## To be done
Beginning at the line that contains "Would you be able to tag the driver" and ending at the last line of the entries, write out each line exactly; include nothing outside that span.

Entries from a dataset
------

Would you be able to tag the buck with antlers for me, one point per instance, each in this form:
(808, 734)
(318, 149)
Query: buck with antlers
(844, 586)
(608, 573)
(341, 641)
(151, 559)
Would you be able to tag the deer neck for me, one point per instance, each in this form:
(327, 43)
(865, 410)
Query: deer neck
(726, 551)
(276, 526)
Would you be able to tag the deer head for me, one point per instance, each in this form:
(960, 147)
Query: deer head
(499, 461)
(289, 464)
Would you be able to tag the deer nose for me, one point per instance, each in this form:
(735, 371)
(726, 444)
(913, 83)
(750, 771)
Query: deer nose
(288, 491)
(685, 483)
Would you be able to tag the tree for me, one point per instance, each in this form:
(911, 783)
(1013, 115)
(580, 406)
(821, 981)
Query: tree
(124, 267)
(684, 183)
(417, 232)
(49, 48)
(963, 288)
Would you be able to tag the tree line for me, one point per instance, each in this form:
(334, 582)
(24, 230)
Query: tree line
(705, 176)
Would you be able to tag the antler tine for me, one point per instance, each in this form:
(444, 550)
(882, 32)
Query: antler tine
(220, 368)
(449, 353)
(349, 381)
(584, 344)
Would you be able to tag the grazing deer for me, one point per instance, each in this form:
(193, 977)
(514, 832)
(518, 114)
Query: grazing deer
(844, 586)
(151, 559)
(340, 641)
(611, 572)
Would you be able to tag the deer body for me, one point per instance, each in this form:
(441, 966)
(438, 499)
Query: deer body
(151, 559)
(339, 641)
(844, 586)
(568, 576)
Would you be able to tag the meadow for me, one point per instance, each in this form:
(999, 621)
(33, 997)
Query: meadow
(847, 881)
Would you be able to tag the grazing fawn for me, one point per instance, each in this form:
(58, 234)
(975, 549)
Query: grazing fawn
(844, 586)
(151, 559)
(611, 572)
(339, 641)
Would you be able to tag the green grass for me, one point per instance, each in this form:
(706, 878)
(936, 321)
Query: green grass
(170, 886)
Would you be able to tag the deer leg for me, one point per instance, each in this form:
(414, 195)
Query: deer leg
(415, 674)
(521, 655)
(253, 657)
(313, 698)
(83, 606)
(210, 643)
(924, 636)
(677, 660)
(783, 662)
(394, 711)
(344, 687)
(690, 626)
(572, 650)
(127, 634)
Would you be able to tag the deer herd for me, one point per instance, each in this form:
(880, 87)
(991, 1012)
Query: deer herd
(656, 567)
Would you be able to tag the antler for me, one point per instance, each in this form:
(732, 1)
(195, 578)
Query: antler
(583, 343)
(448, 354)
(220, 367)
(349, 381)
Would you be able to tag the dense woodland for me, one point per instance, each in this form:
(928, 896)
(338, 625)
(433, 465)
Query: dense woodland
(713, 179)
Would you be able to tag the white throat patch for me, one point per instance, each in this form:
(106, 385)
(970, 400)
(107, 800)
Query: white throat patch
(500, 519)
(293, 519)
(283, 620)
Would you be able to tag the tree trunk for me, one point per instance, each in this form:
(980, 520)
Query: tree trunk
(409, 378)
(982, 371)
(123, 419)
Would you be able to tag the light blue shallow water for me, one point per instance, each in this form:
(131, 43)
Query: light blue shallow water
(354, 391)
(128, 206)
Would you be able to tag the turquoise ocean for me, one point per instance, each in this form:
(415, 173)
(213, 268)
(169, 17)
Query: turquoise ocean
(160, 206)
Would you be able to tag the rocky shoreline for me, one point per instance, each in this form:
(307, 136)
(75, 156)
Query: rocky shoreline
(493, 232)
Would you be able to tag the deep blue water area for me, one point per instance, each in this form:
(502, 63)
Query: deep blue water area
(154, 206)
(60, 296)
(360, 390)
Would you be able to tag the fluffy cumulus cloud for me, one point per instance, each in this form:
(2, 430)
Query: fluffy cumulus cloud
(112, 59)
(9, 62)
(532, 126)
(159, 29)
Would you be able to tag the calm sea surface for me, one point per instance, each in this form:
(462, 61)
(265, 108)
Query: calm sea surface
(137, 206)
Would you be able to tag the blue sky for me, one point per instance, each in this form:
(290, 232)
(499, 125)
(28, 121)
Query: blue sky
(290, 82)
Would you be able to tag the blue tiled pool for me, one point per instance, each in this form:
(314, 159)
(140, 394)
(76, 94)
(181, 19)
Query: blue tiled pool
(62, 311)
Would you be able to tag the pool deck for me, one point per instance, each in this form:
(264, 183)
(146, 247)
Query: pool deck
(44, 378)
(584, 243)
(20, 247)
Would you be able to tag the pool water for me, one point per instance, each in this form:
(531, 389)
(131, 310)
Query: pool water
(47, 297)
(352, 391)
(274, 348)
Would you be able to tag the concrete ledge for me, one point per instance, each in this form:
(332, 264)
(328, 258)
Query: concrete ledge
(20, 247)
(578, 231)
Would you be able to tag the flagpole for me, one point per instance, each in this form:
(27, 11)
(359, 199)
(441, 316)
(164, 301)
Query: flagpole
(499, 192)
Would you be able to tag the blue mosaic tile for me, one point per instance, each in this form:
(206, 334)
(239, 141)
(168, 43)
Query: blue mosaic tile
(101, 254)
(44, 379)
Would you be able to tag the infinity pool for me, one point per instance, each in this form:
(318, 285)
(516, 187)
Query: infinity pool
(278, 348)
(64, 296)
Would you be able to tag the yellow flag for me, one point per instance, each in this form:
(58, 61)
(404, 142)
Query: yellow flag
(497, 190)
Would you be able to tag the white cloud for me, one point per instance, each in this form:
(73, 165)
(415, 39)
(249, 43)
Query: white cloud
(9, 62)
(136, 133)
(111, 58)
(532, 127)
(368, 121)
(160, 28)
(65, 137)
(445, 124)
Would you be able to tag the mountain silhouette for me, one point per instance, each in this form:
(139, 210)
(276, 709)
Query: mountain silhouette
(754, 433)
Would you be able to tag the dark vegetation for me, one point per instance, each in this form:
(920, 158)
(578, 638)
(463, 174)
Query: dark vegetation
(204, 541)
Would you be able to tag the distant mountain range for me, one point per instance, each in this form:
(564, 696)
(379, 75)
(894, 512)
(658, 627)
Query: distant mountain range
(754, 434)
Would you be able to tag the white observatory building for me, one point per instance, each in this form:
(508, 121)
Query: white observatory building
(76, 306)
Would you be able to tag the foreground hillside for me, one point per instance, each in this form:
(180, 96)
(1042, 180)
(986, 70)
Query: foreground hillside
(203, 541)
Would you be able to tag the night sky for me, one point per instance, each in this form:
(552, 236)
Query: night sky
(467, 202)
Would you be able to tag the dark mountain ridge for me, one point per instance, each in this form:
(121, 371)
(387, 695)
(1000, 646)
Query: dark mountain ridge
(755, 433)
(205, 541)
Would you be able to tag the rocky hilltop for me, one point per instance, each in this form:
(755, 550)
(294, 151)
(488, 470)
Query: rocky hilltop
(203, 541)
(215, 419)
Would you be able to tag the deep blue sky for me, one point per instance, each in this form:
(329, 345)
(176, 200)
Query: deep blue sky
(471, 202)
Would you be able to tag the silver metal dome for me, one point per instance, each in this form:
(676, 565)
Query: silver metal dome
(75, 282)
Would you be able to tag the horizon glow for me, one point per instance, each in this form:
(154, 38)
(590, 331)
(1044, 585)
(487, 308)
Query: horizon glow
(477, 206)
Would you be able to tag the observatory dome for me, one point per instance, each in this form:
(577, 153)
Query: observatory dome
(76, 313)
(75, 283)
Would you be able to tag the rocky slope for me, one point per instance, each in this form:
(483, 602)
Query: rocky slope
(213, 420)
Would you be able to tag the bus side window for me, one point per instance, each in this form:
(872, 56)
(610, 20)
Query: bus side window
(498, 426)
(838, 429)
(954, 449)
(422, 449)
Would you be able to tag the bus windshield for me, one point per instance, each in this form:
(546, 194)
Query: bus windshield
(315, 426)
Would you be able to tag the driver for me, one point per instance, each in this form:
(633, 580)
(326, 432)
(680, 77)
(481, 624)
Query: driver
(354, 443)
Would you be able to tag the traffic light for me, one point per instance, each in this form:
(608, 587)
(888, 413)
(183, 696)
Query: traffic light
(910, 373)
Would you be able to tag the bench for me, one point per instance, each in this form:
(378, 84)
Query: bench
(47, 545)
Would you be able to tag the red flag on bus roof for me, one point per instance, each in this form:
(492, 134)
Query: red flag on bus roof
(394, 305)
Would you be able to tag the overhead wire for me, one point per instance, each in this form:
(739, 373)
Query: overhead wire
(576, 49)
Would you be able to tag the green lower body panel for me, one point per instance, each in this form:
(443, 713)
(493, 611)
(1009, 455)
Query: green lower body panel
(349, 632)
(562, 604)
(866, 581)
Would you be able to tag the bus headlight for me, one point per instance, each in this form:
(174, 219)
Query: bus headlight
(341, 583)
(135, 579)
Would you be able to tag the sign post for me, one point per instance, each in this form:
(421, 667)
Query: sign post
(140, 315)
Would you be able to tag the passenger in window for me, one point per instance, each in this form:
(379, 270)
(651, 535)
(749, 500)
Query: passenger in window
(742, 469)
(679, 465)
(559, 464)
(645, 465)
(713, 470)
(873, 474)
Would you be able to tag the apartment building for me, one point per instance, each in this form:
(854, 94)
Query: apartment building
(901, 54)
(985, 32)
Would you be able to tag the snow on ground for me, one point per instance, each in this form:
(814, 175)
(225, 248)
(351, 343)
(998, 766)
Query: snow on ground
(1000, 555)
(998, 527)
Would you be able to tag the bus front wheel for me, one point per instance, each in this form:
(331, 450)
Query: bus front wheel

------

## Written response
Would you be able to tag the driver for me, one point per instance, each in this form:
(633, 580)
(326, 432)
(680, 77)
(481, 624)
Query: driver
(354, 443)
Would you be able to tag the traffic light for me, one point per instance, each in this form:
(608, 587)
(888, 413)
(183, 696)
Query: traffic light
(910, 373)
Would you be able to tag the bench for me, one point per instance, each in this form:
(378, 84)
Query: bench
(47, 545)
Would you be able to tag the red flag on bus roof for me, one point per instance, each in this form:
(492, 134)
Query: red flag on bus roof
(394, 305)
Would you be able to tag the overhead wire for me, one point per instance, each in this form:
(739, 373)
Query: overhead wire
(576, 49)
Would you be able to tag the green lower body panel for me, one point per instance, each in this form:
(443, 713)
(493, 611)
(1009, 455)
Query: green lower body panel
(349, 632)
(562, 604)
(866, 581)
Would you be able to tag the bus headlight for me, one point per instance, each in this form:
(174, 219)
Query: bus headlight
(341, 583)
(135, 579)
Would you be able to tag the sign post for me, one point per instance, each in this form:
(421, 667)
Query: sign post
(140, 315)
Would you be able to tag the passenger in window for me, one point per instance, each in this form:
(379, 270)
(651, 535)
(749, 500)
Query: passenger in window
(742, 469)
(679, 465)
(559, 464)
(645, 465)
(713, 470)
(873, 474)
Would you be able to tag the apartment building for me, one point per instance, each in this form:
(854, 94)
Query: apartment building
(901, 54)
(985, 32)
Would you be able to tag the snow on ground for me, one point per instance, each in this form:
(814, 175)
(225, 248)
(351, 343)
(998, 766)
Query: snow on ground
(1000, 555)
(998, 527)
Would you be able to tag the bus front wheel for me, one point per instance, each in this form:
(331, 450)
Query: bus front wheel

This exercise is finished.